Depuis Maus, la notoriété de Spiegelman n’a cessé de croître et de prendre une dimension internationale et planétaire peu commune pour un auteur “underground”. Un tel succès laissait supposer que l’auteur n’éprouverait guère de difficultés à faire publier ces quelques planches. Si ce fut bien le cas en Europe où le journal Die Zeit lui donna carte blanche, il n’en fut rien aux États-Unis, où son ton irrévérencieux à l’égard du président G. Bush le mit rapidement en  difficulté. Ces éléments  prouvent en tous les cas l’importance que revêtit sa représentation du 11 septembre dans le milieu professionnel de la bande dessinée mais davantage encore.
○ ○ ○ ○ ○ ○ ○
> Consigne
Recopiez intégralement, sans la moindre modification, le passage consacré à Spiegelman. Ce matériel ne joue ici aucun rôle.

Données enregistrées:
○ ○ ○ ○ ○ ○ ○
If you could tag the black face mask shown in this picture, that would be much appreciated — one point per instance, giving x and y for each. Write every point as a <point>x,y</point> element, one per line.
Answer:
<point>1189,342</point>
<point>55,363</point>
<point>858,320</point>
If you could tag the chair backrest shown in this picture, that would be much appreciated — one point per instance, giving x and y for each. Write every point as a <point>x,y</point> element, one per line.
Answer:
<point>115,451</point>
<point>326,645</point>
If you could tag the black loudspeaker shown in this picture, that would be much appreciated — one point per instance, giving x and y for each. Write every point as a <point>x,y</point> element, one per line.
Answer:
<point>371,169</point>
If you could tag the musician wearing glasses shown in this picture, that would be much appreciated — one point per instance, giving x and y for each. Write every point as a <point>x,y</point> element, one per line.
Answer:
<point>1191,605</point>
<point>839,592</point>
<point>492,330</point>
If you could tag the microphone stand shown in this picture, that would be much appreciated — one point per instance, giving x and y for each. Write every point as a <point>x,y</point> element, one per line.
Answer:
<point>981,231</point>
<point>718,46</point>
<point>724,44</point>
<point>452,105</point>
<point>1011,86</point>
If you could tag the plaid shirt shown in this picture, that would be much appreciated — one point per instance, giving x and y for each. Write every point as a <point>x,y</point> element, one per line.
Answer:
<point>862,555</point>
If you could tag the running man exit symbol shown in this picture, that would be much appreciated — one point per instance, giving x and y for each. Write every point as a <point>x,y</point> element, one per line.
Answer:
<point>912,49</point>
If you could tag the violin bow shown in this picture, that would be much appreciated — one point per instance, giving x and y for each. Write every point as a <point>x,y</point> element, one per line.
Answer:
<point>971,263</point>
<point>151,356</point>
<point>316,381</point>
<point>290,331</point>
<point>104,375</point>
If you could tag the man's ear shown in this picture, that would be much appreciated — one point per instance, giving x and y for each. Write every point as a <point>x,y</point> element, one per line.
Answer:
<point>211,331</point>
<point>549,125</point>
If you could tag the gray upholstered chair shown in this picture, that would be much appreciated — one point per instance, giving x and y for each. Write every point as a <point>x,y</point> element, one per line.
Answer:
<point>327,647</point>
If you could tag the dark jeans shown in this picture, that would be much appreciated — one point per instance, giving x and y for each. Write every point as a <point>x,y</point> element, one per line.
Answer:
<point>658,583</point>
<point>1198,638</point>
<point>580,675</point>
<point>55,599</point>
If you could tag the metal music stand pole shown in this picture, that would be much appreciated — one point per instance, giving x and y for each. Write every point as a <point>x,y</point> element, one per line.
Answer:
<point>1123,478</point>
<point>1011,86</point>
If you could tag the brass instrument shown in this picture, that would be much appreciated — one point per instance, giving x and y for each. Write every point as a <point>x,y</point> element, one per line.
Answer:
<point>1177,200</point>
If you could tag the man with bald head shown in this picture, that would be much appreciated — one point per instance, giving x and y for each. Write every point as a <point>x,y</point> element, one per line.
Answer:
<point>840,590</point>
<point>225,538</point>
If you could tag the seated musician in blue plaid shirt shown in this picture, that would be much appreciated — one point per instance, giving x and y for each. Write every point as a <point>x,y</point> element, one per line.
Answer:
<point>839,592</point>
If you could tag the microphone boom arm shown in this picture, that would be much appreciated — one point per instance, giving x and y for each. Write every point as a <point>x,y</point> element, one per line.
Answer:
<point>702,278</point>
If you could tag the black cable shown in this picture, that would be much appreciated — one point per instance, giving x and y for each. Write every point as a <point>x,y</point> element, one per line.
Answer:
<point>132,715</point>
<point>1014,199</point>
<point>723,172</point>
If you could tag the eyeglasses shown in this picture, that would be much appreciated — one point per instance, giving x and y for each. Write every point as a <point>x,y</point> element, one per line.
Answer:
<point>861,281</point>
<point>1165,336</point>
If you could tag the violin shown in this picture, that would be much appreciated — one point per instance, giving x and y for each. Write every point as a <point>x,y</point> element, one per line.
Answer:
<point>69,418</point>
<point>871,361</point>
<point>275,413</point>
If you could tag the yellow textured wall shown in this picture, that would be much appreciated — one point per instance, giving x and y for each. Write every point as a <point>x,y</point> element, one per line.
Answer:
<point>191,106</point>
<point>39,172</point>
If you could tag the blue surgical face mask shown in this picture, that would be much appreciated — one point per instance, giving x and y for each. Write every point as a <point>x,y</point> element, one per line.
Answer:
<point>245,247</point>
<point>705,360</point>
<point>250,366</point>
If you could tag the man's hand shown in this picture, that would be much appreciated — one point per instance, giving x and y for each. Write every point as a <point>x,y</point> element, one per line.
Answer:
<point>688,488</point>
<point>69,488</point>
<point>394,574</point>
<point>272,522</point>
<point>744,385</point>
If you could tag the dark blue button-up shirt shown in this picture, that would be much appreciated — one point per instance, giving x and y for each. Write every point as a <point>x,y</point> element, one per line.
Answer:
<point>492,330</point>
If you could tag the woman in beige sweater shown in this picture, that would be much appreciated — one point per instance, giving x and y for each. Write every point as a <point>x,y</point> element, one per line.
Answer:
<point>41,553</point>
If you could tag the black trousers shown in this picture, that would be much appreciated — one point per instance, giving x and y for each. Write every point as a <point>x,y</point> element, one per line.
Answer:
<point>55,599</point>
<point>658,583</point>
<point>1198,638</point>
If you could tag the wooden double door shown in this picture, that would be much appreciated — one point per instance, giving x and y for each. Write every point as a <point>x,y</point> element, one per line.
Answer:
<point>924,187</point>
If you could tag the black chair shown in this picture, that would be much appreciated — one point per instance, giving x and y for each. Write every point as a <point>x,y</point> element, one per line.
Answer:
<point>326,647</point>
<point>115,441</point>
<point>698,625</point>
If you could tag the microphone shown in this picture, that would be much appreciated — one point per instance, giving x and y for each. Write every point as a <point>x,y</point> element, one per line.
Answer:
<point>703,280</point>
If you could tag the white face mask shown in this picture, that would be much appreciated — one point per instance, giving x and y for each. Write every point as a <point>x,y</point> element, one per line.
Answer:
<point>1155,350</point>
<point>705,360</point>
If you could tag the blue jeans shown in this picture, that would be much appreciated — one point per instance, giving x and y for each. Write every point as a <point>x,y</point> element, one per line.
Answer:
○ ○ ○ ○ ○ ○ ○
> Réponse attendue
Depuis Maus, la notoriété de Spiegelman n’a cessé de croître et de prendre une dimension internationale et planétaire peu commune pour un auteur “underground”. Un tel succès laissait supposer que l’auteur n’éprouverait guère de difficultés à faire publier ces quelques planches. Si ce fut bien le cas en Europe où le journal Die Zeit lui donna carte blanche, il n’en fut rien aux États-Unis, où son ton irrévérencieux à l’égard du président G. Bush le mit rapidement en  difficulté. Ces éléments  prouvent en tous les cas l’importance que revêtit sa représentation du 11 septembre dans le milieu professionnel de la bande dessinée mais davantage encore.